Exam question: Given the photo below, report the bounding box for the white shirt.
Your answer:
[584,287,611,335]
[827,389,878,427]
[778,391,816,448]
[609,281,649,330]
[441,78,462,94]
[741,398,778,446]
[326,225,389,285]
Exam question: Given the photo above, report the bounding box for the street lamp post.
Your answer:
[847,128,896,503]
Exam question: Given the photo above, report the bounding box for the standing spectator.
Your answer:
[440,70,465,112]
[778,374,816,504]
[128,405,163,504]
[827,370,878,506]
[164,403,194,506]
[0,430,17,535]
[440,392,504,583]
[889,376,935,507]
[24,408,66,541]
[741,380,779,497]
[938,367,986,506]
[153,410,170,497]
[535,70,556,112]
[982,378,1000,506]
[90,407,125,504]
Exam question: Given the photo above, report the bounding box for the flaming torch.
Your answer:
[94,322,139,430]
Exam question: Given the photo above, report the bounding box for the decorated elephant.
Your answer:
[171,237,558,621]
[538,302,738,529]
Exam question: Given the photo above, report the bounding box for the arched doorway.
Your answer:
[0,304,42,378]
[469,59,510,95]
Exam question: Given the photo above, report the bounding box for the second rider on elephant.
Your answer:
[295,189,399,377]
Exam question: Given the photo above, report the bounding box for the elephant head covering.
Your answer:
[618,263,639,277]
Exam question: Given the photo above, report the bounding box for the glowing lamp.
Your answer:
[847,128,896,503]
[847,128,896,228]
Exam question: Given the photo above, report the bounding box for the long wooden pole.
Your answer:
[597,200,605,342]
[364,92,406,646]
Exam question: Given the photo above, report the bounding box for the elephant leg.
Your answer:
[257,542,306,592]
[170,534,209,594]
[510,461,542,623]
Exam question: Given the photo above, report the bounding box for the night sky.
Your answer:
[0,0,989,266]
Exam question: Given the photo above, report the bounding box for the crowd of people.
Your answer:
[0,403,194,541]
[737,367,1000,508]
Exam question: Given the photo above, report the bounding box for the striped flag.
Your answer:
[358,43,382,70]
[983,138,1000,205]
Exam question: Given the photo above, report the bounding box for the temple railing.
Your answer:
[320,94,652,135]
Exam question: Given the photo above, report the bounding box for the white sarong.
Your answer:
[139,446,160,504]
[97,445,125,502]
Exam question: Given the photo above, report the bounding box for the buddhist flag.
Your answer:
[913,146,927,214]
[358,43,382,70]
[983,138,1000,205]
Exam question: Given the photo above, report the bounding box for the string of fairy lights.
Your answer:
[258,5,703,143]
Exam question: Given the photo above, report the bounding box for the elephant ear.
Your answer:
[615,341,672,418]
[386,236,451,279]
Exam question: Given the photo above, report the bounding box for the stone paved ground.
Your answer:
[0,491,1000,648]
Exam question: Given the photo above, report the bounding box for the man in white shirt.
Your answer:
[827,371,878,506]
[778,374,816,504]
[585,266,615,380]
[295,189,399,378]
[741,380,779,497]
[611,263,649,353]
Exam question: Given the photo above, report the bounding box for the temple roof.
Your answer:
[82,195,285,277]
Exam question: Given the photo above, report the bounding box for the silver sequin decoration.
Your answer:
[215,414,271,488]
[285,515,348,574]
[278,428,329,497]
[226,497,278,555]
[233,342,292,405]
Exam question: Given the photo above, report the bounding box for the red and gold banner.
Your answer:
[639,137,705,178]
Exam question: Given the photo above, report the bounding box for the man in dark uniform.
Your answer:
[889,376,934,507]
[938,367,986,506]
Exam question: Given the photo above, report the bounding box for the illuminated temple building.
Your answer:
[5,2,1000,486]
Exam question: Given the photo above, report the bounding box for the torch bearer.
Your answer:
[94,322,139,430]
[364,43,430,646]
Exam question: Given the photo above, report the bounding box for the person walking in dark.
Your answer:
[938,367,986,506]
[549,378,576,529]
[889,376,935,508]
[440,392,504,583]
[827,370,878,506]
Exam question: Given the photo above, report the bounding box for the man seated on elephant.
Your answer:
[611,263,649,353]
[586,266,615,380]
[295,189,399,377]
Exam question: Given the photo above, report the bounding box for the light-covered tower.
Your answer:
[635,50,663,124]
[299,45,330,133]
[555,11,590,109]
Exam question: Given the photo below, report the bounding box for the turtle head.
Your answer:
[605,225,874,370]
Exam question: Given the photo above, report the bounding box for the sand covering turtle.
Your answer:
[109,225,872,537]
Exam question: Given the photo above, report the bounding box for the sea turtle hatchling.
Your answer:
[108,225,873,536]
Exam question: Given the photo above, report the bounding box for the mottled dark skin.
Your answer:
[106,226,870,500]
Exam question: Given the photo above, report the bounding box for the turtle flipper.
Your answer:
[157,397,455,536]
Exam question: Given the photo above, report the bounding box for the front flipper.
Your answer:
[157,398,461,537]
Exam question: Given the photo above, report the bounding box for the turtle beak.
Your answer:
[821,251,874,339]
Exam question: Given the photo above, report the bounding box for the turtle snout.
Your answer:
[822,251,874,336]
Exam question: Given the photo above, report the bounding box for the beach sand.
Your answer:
————
◆ Written exercise: Revise the lines above by replacing every occurrence of "Exam question" with "Quiz question", leaving everything else unchanged.

◆ Full output:
Quiz question: Given the photo below, report the bounding box for the white shirt.
Your answer:
[584,287,611,335]
[827,389,878,427]
[778,391,816,448]
[609,281,649,330]
[441,78,462,94]
[741,398,778,446]
[326,225,389,285]
Quiz question: Given the photo above, report the bounding box for the street lamp post.
Your answer:
[847,128,896,503]
Quiz question: Given the photo above, report the bounding box for the standing spectator.
Your answer:
[440,70,465,112]
[778,374,816,504]
[128,405,163,504]
[827,370,878,506]
[164,403,194,506]
[0,430,17,535]
[440,392,504,583]
[889,376,935,507]
[24,408,66,541]
[741,380,779,497]
[938,367,986,506]
[153,410,170,497]
[535,70,556,112]
[982,378,1000,506]
[90,407,125,504]
Quiz question: Given the photo above, report the bounding box for the flaming torch.
Your answer:
[94,322,139,430]
Quiz question: Given the photo above, report the bounding box for the decorated elephant.
Your answer:
[171,237,558,621]
[538,302,738,529]
Quiz question: Given the photo above, report the bounding box for the arched doorway.
Your answer:
[0,304,42,378]
[469,59,510,95]
Quiz question: Given the photo above, report the bounding box for the second rider on elephant.
Your answer:
[295,189,399,377]
Quiz question: Given the photo above, report the bounding box for the elephant head covering.
Your answer:
[618,263,639,277]
Quiz question: Given the photo above, report the bounding box for the glowing lamp.
Your answer:
[847,128,896,503]
[847,128,896,228]
Quiz question: Given the photo above, report the bounding box for the long wooden pole.
Your answer:
[597,200,605,342]
[364,92,406,646]
Quiz question: Given the photo above, report the bounding box for the elephant leg.
Your answer:
[257,542,306,592]
[170,534,209,594]
[510,461,542,623]
Quiz question: Given the photo above, report the bounding box for the night sky.
Your answer:
[0,0,989,266]
Quiz question: Given the photo above, report the bounding box for the crowd of people.
Your answer:
[0,403,194,541]
[737,367,1000,508]
Quiz question: Given the photo above, report the bounding box for the striped flag.
Your answer:
[358,43,382,70]
[983,138,1000,205]
Quiz question: Given the photo above, report the bounding box for the temple railing.
Your answer:
[320,94,652,135]
Quiz question: Given the photo above, report the bounding box for the white sarong.
Your answer:
[139,446,160,504]
[97,445,125,502]
Quiz question: Given the photo above, report the bounding box for the buddhist flag.
Your answer:
[913,146,927,214]
[358,43,382,70]
[983,138,1000,205]
Quiz question: Given the photo above, report the bounding box for the string of fairy lights.
Your answer:
[258,5,703,143]
Quiz question: Given the photo above, report the bounding box for the elephant ear.
Your answer:
[615,341,672,418]
[386,236,451,279]
Quiz question: Given the photo above, report the bounding box for the stone paved ground.
Your answer:
[0,491,1000,648]
Quiz question: Given the photo above, report the bounding box for the man in white shirt.
Your answer:
[827,371,878,506]
[778,374,816,504]
[585,266,615,380]
[295,189,399,378]
[741,380,779,497]
[611,263,649,353]
Quiz question: Given the photo above, report the bounding box for the temple roof.
Your answer:
[82,195,285,277]
Quiz question: Given the photo above, report the bounding box for the silver sequin decoration.
Your answer:
[215,414,271,488]
[285,515,348,574]
[278,428,329,497]
[226,497,278,555]
[233,342,292,405]
Quiz question: Given the photo above, report the bounding box for the red and gold banner.
Your answer:
[639,137,705,178]
Quiz question: Given the photo above, report the bounding box for the man in dark uniform.
Your answer:
[889,376,934,507]
[938,367,986,506]
Quiz question: Given the photo above, report the bounding box for the illuminated temple building.
Your answer:
[5,2,1000,486]
Quiz question: Given the photo above, report the bounding box for the torch bearer.
Your answer:
[94,322,139,430]
[364,43,430,646]
Quiz question: Given the photo above, report the bounding box for the person walking in dark.
Your answer:
[938,367,986,506]
[549,378,576,529]
[889,376,935,508]
[440,392,504,583]
[827,370,878,506]
Quiz question: Given the photo above, report the bounding box for the man seated on elephant.
Your answer:
[611,263,649,353]
[586,266,615,380]
[295,189,399,377]
Quiz question: Given the photo above, report the bounding box for the light-covered tower.
Your answer:
[635,50,663,124]
[299,45,330,133]
[555,11,590,109]
Quiz question: Given the photo below, report the bounding box for the turtle head.
Your answer:
[605,225,874,370]
Quiz question: Given the photo above, report the bounding box for the sand covering turtle.
Your answer:
[109,225,872,537]
Quiz question: Given the photo above, report the bounding box for the sea turtle hatchling.
Your answer:
[108,225,873,536]
Quiz question: Given the photo above, report the bounding box for the mottled dark skin.
Your answer:
[106,226,870,500]
Quiz question: Given the photo above, report the bounding box for the turtle flipper.
Your answer:
[157,397,455,536]
Quiz question: Given the photo above, report the bounding box for the front flipper.
Your answer:
[157,398,461,537]
Quiz question: Given the photo above, report the bounding box for the turtle beak.
Your answer:
[821,251,874,339]
Quiz question: Given the photo above, report the bounding box for the turtle snout.
Your answer:
[822,251,874,336]
Quiz question: Given the photo above, report the bounding box for the beach sand.
Your answer:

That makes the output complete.